### Exercise tasks
a. Answer these from the news article on the aggression and foreign policy study:
(i) In which journal was the study published?
(ii) What position does Rose McDermott hold at Brown University?
(iii) According to the researchers, what influences personal physical aggression?
b. Carry on the news article about the aggression and foreign policy study, picking up after its final sentence.

Office of Global Engagement

Physical aggression tendencies, aggressive foreign policy positions linked, study says

August 18, 2016

PROVIDENCE, R.I. [Brown University] — Can individual tendencies toward physical aggression lead someone to support aggressive foreign policy interventions? The answer may be yes, a new study says.

The research found that individuals who scored higher on a commonly used scale that measures aggression were also “more likely to support aggressive foreign policy interventions and displayed a more utilitarian moral calculus than those who scored lower on this scale.”

The study, published in the journal Aggressive Behavior, looks at the link between personal physical aggression, which the researchers note is genetically influenced, and individual attitudes toward foreign policy and moral choices in complicated contexts.

“We wanted to explore the relationship between individual tendencies to engage in physical aggression in interpersonal situations and attitudes toward larger foreign policy issues and broader moral choices,” said co-author Rose McDermott, the David and Marianna Fisher University Professor of International Relations at Brown University.

(Dataset entries)
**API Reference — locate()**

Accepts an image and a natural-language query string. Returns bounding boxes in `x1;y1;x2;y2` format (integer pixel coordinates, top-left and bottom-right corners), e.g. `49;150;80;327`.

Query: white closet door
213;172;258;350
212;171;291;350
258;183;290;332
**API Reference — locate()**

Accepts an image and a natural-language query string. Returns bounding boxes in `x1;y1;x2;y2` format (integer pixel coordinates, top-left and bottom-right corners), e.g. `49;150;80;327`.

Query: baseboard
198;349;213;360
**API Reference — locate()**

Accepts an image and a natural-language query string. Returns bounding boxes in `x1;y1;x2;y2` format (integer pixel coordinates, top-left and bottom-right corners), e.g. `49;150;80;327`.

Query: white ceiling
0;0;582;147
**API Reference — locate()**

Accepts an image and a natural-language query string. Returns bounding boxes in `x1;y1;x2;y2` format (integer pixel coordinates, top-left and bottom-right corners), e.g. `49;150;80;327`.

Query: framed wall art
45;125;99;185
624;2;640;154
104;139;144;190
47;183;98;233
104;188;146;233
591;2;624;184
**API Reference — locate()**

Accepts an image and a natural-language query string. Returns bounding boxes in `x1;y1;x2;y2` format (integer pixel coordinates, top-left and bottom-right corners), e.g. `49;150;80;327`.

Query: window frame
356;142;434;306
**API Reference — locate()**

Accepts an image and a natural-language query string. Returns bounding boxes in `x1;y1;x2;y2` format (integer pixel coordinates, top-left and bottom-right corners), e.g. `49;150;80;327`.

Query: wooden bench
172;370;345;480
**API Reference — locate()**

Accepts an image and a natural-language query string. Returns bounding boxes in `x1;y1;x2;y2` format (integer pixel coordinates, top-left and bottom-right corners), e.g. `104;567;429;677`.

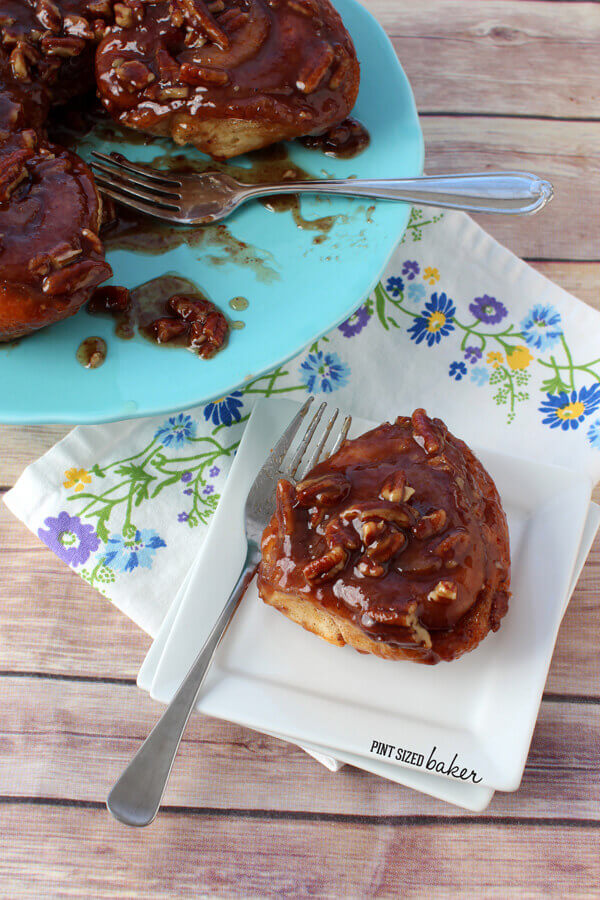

### Responses to the exercise
a.
(i) Aggressive Behavior
(ii) David and Marianna Fisher University Professor of International Relations
(iii) It is genetically influenced.

b.
“Behaviors once thought to be purely social, such as morality, political values and economic decisions, are now known to result from the combination and interaction of genes and environments,” McDermott wrote with her co-author, political scientist Peter K. Hatemi of Pennsylvania State University.

McDermott and Hatemi also found a difference between men and women. For men, individual differences in levels of physical aggression were accounted for by a combination of genetic and environmental factors; for women, individual differences in levels of physical aggression were the product of social and environmental factors alone.

Refining a method

In the past, the relationship between “personal proclivities toward aggression and public manifestations in foreign policy emerged from biographical and historiographic perspectives of leader behavior,” the authors wrote. This ranged from studies using the Freudian notion of projection — how political leaders could project their needs, desires and aggressive drives onto the larger political world — to looking at the link between personal aggression among U.S. State Department leaders and their advocacy for the use of force.

McDermott and Hatemi note the limitations of such studies, including their anecdotal nature, and point out that the recent introduction of behavior-genetic approaches to analyze social decisions adds both opportunity and complexity to the understanding of what drives political and social choices.

“Yet the importance of individual differences in aggression for attitudes toward foreign policy or context-laden moral choices, such as sacrificing the lives of some for the greater good of many, has yet to be fully explored,” the authors wrote.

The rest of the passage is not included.